SOURCE DATA:
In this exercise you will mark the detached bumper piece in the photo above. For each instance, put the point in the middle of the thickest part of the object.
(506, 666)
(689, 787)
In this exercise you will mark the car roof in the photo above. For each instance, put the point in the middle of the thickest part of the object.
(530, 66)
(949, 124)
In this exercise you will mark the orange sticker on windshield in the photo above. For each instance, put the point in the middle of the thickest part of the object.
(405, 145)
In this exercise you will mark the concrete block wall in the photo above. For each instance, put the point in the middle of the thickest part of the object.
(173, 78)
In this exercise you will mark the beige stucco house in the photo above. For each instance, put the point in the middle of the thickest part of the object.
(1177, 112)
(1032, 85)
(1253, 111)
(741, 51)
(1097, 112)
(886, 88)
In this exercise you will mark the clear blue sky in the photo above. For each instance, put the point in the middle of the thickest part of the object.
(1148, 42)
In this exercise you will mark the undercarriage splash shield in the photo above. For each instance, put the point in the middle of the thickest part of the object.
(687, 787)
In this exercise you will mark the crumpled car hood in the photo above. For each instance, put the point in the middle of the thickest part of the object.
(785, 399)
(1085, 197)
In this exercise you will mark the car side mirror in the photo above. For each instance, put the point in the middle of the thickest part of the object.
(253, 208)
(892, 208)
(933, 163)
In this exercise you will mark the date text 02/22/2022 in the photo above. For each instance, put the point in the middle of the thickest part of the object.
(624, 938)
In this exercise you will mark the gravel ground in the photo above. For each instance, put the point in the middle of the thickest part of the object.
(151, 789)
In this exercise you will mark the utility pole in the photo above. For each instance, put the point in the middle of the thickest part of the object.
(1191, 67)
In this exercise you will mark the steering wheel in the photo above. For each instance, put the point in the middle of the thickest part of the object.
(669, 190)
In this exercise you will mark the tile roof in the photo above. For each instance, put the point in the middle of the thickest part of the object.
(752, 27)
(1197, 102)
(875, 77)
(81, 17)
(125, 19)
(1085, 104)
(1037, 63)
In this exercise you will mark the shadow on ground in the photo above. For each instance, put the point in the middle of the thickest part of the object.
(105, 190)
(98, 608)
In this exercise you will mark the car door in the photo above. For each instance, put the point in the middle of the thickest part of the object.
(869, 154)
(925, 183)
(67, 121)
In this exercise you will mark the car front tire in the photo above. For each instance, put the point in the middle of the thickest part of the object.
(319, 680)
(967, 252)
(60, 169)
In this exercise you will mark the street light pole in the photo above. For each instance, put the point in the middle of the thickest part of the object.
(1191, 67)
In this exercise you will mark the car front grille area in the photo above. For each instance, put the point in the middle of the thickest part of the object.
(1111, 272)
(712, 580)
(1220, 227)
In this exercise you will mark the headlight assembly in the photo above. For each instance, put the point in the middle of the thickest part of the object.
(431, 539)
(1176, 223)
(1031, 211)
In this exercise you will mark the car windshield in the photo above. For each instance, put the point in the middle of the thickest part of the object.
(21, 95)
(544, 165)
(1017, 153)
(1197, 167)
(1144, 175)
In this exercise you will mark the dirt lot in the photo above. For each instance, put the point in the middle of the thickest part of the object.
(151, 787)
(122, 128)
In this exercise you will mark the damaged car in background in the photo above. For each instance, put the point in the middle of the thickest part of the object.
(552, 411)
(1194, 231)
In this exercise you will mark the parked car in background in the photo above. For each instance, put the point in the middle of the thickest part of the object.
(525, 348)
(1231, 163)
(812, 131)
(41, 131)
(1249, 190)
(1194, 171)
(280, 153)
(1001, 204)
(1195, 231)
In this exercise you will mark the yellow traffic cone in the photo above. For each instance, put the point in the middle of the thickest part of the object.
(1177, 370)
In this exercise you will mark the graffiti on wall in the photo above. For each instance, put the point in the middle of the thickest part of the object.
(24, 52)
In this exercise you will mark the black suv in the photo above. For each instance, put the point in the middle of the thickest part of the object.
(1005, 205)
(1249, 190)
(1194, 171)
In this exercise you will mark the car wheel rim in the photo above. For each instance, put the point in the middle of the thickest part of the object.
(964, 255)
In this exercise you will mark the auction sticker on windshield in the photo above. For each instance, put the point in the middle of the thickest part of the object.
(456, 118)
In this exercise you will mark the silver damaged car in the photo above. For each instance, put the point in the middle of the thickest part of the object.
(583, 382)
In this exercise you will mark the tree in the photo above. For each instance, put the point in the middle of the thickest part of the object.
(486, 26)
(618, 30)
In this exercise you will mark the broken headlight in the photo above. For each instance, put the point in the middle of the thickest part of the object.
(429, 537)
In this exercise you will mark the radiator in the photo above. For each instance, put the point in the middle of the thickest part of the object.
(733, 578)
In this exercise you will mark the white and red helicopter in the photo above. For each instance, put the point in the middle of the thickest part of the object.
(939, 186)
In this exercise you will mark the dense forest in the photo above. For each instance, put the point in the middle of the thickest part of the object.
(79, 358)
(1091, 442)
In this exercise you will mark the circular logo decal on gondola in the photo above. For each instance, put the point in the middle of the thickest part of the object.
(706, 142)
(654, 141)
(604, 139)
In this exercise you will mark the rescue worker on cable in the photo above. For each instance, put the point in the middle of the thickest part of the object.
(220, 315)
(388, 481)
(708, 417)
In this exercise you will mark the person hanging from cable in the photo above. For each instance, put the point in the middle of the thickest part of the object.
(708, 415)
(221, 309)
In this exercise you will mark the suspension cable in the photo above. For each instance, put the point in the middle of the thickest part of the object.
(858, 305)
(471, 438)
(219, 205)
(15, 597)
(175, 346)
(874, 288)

PROBLEM STATEMENT: Reproduce every record above word for word, with nothing left out or changed.

REPLY:
In this exercise you will mark the detached bumper piece in the photo above. For each instance, put the point in the middle of the thickest part of the object.
(506, 666)
(689, 787)
In this exercise you will mark the car roof in the photo above. For each instance, put the point in the middle of the thickest part of the object.
(530, 66)
(949, 124)
In this exercise you will mark the orange sticker on windshield in the photo above. For each instance, put the point in the middle of the thickest part of the object.
(405, 145)
In this exercise you will mark the concrete block wall in the photo above. For each instance, put the point in the middle of the thickest part of the object.
(173, 78)
In this exercise you will mark the beige stucco house in the photo above. For each instance, put the point in the middle of the thickest part of the object.
(1177, 112)
(1032, 85)
(1253, 111)
(741, 51)
(1097, 112)
(886, 88)
In this exercise you will mark the clear blue sky in the photo above. For each instance, put the point in the middle of the thickest part of the object.
(1148, 42)
In this exercise you will mark the undercarriage splash shield in the photo above. For each instance, put the point in the middle of the thickest part of the object.
(687, 787)
In this exercise you will mark the crumpled car hood in the photo above. For each instance, put the point in the middle of the thickest part of the object.
(785, 399)
(1085, 197)
In this exercise you will mark the car side mirror in the photo above. For each instance, put the point in the middle of the thickest part of the object.
(253, 208)
(892, 208)
(933, 163)
In this exercise you will mark the date text 02/22/2022 in the photo above. For each instance, put the point in the middle of the thickest part of the object.
(624, 938)
In this exercise you will mark the gravel ground in the photo above. For each instance, put the point in the middle of the thickest part of the object.
(151, 789)
In this exercise you will mark the utility pole in the photo above. For each instance, put the point in the middle of the thickest part of the object.
(1191, 67)
In this exercise you will mark the steering wheel in the photo above. For each instance, put the point in the middle of the thickest part of the object.
(669, 190)
In this exercise you will mark the tile roof in the photo above. For each instance, put the point in the middle of the thickest part of the object.
(752, 27)
(1197, 102)
(875, 77)
(81, 17)
(125, 19)
(1085, 104)
(1037, 63)
In this exercise you will mark the shadow on ground in the photo above. For each instance, put the point in the middle of the thickest part of the object.
(105, 190)
(98, 608)
In this exercise you will mark the car door in the photo above. For each instance, put the point in the middle of the thickest part of the object.
(869, 154)
(925, 183)
(67, 121)
In this exercise you will mark the car front tire in the photo above. For each instance, put the point in the middle of the thickest part of the object.
(319, 680)
(967, 252)
(60, 169)
In this exercise you will mark the street light pole in the photo above. For each instance, put the point in the middle of the thickest part of the object.
(1191, 67)
In this exercise you will mark the car front grille area in the photo above. For each instance, put the point in the middle of the thickest part of the object.
(1111, 272)
(712, 580)
(1220, 227)
In this exercise you will mark the headlight assembly in the photo above. For each instance, put the point in the middle of the thickest part of the object.
(431, 539)
(1176, 223)
(1031, 211)
In this exercise you will mark the car windshield in the photo above. For each instance, put the point in the middle of the thickest part of the object.
(21, 95)
(544, 165)
(1017, 153)
(1197, 167)
(1144, 175)
In this exercise you will mark the dirt lot in the photo above. For each instance, put the point in the middle of the thickest part of the object.
(151, 787)
(122, 128)
In this exercise you will mark the damaged car in background in the photo above. For each instance, put the point in the middle of the thickest part of the object.
(552, 411)
(1194, 231)
In this exercise you will mark the parked car in background in the photo above. For each instance, put the point in the middle of the thickest part of the object.
(525, 348)
(1231, 163)
(812, 131)
(41, 131)
(1249, 190)
(1194, 171)
(280, 153)
(1001, 204)
(1195, 231)
In this exercise you will mark the yellow traffic cone in the photo above. For each instance, put the point in the middle of the thickest part of the object.
(1177, 370)
In this exercise you will mark the graffiti on wall in the photo above. For each instance, put the point in the middle of the thickest part of the object.
(24, 52)
In this exercise you will mark the black suv in the photo above. For each instance, put the point in the middle of the thickest part of the object.
(1005, 205)
(1249, 190)
(1194, 171)
In this exercise you will mark the car wheel rim in the photo above. For each instance, put the point in the middle of the thickest part of the object.
(964, 255)
In this exercise you will mark the auction sticker on windshield in the photo above. For each instance, put the point in the middle of the thickest part of the object.
(456, 118)
In this exercise you will mark the silver damaged car in the photo above. For each instance, put the point in the middle of the thickest part of the object.
(583, 382)
In this exercise you will mark the tree in the photo above. For each instance, put the point in the middle of the thickest part of the object.
(486, 26)
(618, 30)
In this exercise you will mark the broken headlight in the photo above. For each instance, put the point in the middle of the thickest part of the object.
(429, 537)
In this exercise you will mark the radiator in the photo above. For each instance, put the point in the middle of the thickest part of the object.
(733, 578)
In this exercise you will mark the white and red helicopter in the photo above. For each instance, put the point in the middle of the thickest part of the object.
(939, 186)
In this exercise you will mark the dense forest in the photo above. For each instance, put the point in the middle of the thickest part of the object.
(79, 358)
(1091, 442)
In this exercise you will mark the circular logo decal on gondola in the photo above. For each instance, put the point in the middle of the thickest part of the object.
(706, 142)
(654, 141)
(604, 139)
In this exercise you will mark the rescue worker on cable in the photo above. For each instance, put the point in the middle of the thickest part of the object.
(220, 315)
(388, 481)
(708, 417)
In this exercise you will mark the person hanging from cable in the photo above. For each instance, put the point in the middle of the thickest part of the object.
(708, 415)
(221, 309)
In this exercise you will mark the suspension cable in the photo above. For each instance, put the point in the middle of the thickest part of the object.
(858, 305)
(471, 438)
(219, 205)
(15, 597)
(175, 346)
(874, 288)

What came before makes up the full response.